* TREŚĆ ZADANIA *
Odpowiedz krótko na pytania dotyczące wątku o zamienniku Gimpa.
1. Z jakiego programu na Windows korzysta demoh?
2. Jakiej figury demoh nie umie narysować w Gimpie?
3. Gdzie według Johnny_Bit można zgłosić ten problem?

##### TEKST ŹRÓDŁOWY

# Zamiennik Gimp?

## demoh

Istnieje  jakis zamiennik Gimp? Bo niestety Gimp do intuicyjnych programow nie nazlezy :/ Umiem stosowac filtry itp rzeczy a caly czas nie wiem jak narysowac kwadrat... Na Windows mam Corel 8 i chodz jest juz dosyc stary to radze sobie z nim lepiej niz z Gimp :/ Wiec jest jakis zamiennik?

PS. Cos nie dobrze sie dzieje z Gimp bo jak to moze byc ze podstawowych figur nie mozna rysowac od reki? I to nie jest tylko moje spostrzezenie  :Sad: 

Z gory dziekuje.

----------

## Johnny_Bit

co ty chcesz, kwadrat narysować jest bardzo łatwo... a jak tak bardzo chcesz, to co szkodzi zgłosić to do bugzilli...

##########
##### DANE WEJŚCIOWE

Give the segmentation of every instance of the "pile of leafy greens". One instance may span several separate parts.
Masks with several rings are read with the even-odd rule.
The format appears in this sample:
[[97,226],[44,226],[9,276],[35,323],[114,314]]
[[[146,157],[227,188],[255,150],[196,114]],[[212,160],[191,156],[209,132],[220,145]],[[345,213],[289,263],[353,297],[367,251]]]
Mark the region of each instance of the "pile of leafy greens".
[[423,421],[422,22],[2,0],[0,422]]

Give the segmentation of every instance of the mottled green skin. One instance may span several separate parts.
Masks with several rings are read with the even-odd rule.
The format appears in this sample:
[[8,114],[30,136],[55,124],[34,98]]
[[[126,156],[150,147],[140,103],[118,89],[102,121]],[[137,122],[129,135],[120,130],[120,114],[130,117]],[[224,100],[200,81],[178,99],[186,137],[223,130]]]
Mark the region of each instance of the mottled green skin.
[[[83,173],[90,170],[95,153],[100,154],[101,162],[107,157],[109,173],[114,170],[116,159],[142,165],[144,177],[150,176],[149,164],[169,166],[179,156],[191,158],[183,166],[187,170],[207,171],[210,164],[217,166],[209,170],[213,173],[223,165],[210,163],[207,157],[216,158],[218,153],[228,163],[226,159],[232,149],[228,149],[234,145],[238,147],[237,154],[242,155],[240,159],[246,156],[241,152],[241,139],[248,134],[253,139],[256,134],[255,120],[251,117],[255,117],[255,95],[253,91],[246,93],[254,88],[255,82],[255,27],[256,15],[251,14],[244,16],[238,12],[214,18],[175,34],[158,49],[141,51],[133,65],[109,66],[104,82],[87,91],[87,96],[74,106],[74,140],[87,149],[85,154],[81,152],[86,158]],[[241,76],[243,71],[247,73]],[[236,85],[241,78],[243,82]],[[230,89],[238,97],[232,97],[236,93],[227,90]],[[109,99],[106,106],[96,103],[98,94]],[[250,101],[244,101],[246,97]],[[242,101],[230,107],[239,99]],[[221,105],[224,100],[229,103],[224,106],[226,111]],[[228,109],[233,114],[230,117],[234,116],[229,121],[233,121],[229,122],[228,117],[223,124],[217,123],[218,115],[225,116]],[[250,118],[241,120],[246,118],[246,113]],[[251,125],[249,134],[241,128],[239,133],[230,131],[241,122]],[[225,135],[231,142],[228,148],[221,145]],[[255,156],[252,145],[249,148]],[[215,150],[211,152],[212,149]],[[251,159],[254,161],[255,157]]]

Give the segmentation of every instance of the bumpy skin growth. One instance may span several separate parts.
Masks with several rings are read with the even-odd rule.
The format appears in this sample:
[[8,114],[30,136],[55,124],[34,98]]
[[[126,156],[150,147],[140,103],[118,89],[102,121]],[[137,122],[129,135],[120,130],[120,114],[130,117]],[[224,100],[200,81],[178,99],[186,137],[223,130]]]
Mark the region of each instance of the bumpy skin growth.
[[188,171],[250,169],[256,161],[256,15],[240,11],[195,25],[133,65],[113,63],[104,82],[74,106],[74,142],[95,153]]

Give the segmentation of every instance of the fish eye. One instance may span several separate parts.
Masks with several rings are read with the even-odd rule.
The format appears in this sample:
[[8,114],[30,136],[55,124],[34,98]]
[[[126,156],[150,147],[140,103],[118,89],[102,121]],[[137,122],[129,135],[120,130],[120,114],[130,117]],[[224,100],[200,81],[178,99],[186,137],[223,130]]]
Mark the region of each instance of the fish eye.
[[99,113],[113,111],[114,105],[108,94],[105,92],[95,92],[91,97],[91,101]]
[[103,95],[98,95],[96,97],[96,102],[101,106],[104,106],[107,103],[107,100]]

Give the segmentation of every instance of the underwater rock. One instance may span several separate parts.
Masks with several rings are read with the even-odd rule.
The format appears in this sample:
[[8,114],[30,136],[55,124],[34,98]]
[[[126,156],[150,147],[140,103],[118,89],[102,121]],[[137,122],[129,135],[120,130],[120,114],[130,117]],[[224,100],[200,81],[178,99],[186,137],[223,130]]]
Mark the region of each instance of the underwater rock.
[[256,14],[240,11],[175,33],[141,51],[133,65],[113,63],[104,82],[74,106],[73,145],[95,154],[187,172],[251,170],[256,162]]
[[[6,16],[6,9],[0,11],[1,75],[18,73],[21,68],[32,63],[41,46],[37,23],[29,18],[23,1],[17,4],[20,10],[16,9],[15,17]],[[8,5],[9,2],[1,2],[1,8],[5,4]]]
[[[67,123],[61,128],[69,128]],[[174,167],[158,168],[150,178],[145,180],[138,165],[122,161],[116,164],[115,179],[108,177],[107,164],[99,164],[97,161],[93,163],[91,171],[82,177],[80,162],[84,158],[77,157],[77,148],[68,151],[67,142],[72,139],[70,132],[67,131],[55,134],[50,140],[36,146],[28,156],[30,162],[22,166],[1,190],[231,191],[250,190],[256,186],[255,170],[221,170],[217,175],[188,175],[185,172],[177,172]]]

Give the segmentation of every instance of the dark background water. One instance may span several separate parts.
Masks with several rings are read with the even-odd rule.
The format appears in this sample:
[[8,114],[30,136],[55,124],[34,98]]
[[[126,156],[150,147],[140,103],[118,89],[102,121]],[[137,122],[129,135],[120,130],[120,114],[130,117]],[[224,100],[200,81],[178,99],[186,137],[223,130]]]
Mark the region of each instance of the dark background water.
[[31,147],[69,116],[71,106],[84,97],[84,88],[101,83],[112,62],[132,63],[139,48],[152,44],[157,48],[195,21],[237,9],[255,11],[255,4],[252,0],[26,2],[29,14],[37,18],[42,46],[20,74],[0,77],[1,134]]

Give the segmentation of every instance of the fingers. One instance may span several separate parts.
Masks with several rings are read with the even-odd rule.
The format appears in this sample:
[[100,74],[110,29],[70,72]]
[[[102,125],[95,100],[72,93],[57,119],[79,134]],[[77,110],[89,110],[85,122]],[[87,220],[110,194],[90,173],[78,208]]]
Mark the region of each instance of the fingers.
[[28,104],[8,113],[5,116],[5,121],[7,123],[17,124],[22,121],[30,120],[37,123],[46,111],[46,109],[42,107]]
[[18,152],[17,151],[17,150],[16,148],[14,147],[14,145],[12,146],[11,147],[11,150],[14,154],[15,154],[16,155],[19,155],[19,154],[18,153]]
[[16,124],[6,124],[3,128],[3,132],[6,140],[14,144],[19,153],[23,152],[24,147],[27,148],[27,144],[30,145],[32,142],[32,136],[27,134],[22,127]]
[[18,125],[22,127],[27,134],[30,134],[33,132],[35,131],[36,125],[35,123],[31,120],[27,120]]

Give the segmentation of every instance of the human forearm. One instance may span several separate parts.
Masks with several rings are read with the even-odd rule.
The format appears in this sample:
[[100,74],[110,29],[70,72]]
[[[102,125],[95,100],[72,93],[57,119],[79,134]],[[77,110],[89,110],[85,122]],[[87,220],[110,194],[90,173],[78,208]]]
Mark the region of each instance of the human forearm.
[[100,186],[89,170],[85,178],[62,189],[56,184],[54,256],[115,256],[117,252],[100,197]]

##########

* ODPOWIEDŹ *
1. Z Corela 8.
2. Kwadratu.
3. Do bugzilli.